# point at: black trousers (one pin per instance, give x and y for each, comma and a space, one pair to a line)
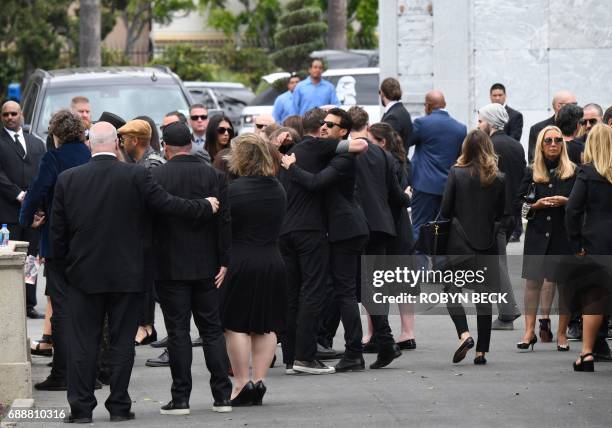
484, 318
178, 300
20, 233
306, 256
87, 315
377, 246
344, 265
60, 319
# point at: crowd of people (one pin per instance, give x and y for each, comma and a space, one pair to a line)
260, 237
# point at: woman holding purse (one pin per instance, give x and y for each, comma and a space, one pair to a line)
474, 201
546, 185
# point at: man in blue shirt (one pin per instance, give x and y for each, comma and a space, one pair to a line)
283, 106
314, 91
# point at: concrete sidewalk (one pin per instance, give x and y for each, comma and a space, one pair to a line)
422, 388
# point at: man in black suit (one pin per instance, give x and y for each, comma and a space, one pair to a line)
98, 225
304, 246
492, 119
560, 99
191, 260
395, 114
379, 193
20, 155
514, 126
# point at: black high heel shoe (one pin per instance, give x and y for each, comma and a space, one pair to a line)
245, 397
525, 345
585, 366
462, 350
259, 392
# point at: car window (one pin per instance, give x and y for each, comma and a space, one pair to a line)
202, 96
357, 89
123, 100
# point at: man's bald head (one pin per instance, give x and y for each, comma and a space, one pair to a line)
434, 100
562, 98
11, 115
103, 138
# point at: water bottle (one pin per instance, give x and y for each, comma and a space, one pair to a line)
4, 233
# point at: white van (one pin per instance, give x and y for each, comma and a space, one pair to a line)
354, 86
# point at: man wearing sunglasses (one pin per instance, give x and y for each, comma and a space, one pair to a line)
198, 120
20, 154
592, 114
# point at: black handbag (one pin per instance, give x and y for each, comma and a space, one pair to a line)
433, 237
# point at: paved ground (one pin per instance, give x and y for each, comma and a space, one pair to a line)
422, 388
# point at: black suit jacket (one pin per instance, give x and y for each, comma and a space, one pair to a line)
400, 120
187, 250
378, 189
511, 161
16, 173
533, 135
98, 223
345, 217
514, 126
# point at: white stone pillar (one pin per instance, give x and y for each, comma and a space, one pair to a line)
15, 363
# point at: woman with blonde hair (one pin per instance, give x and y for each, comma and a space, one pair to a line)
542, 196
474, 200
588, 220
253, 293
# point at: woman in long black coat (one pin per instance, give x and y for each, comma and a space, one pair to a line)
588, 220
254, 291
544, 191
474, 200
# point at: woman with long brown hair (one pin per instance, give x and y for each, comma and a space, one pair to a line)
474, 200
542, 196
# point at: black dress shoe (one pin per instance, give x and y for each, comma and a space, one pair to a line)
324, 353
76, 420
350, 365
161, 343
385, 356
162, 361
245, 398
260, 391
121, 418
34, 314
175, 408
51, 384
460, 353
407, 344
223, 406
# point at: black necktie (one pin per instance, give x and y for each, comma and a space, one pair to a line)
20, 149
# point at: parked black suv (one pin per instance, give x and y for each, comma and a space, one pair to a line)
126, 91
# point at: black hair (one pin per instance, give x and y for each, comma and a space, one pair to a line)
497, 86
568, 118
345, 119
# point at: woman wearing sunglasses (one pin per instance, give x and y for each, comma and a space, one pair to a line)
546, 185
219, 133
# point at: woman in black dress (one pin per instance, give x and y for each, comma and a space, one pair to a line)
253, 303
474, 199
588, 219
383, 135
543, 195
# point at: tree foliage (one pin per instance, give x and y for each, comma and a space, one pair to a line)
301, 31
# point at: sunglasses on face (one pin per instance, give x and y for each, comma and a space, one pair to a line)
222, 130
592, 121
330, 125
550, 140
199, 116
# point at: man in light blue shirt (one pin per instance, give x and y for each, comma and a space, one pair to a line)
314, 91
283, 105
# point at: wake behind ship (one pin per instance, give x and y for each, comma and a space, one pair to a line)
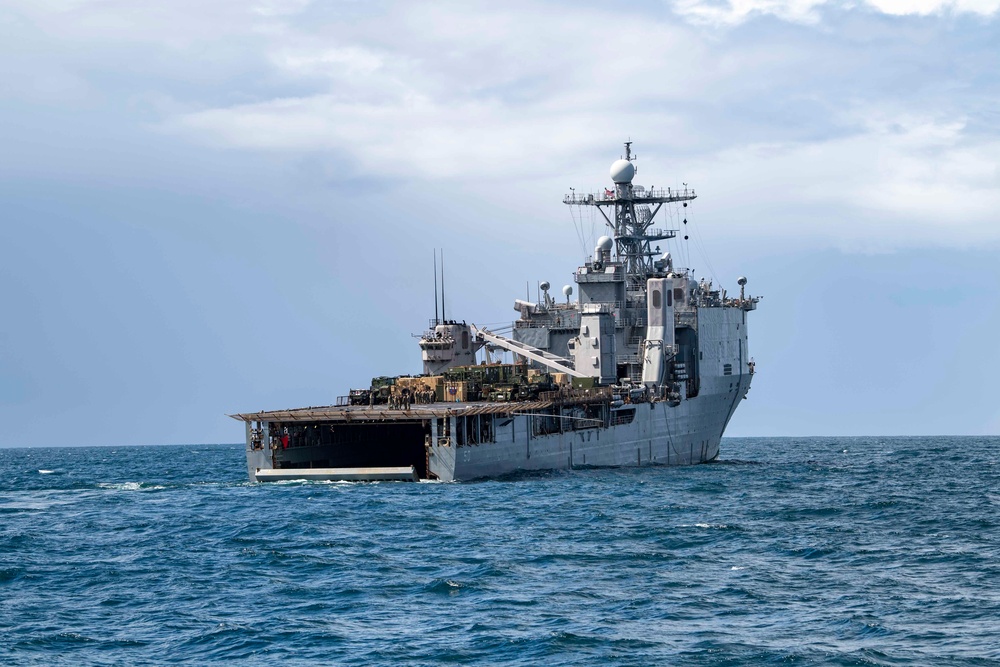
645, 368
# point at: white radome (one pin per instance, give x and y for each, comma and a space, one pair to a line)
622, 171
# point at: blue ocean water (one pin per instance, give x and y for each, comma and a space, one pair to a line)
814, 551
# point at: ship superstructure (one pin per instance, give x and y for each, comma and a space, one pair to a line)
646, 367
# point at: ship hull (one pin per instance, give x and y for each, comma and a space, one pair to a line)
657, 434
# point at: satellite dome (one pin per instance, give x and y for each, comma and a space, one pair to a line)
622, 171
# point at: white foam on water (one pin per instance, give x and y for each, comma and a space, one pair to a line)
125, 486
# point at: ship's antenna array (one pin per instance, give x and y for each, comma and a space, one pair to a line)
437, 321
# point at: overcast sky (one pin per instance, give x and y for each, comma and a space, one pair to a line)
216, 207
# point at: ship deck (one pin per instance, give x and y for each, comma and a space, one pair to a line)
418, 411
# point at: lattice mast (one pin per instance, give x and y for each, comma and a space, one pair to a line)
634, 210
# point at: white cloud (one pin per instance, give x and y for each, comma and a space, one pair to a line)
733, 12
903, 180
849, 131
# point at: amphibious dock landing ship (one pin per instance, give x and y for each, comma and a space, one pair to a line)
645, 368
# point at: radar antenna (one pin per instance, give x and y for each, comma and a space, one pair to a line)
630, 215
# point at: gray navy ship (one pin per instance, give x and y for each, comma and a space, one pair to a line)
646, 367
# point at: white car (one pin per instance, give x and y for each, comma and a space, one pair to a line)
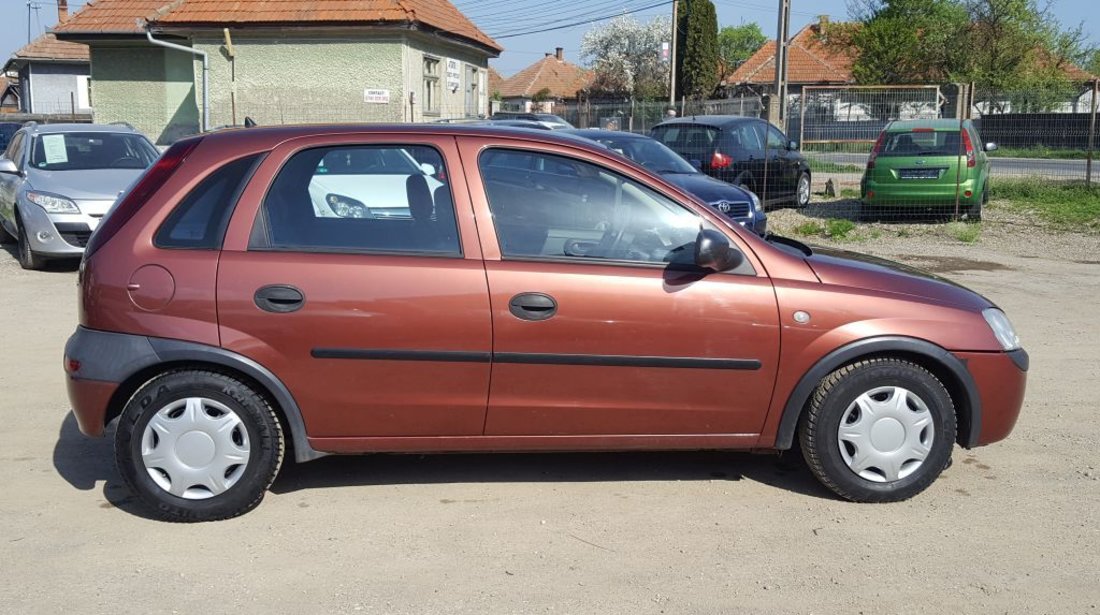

## Exercise
Begin with the line that contains "# point at: lattice" and repeat every line through the end of the data, exactly and only those lines, leaving out the pictures.

## Exercise output
# point at: lattice mast (one pin per instance, give x and y for each, comma and a space, one pair to a line)
634, 210
# point at: white cloud (one pin per instance, give x and y for each, comma and a space, one pair to a line)
733, 12
903, 180
849, 131
# point at: amphibious dock landing ship (one pin per instance, give x and y for each, comma and a space, one pair to a line)
645, 368
# point at: radar antenna (one pin per instance, give x and y for each, comma and a space, one pair to a line)
630, 215
# point at: gray navy ship (one pin per instance, give x and y for each, comma and a space, one pair to a line)
646, 367
# point at: white car (one pin per instance, give x and y for each, comma and a space, one pair to a line)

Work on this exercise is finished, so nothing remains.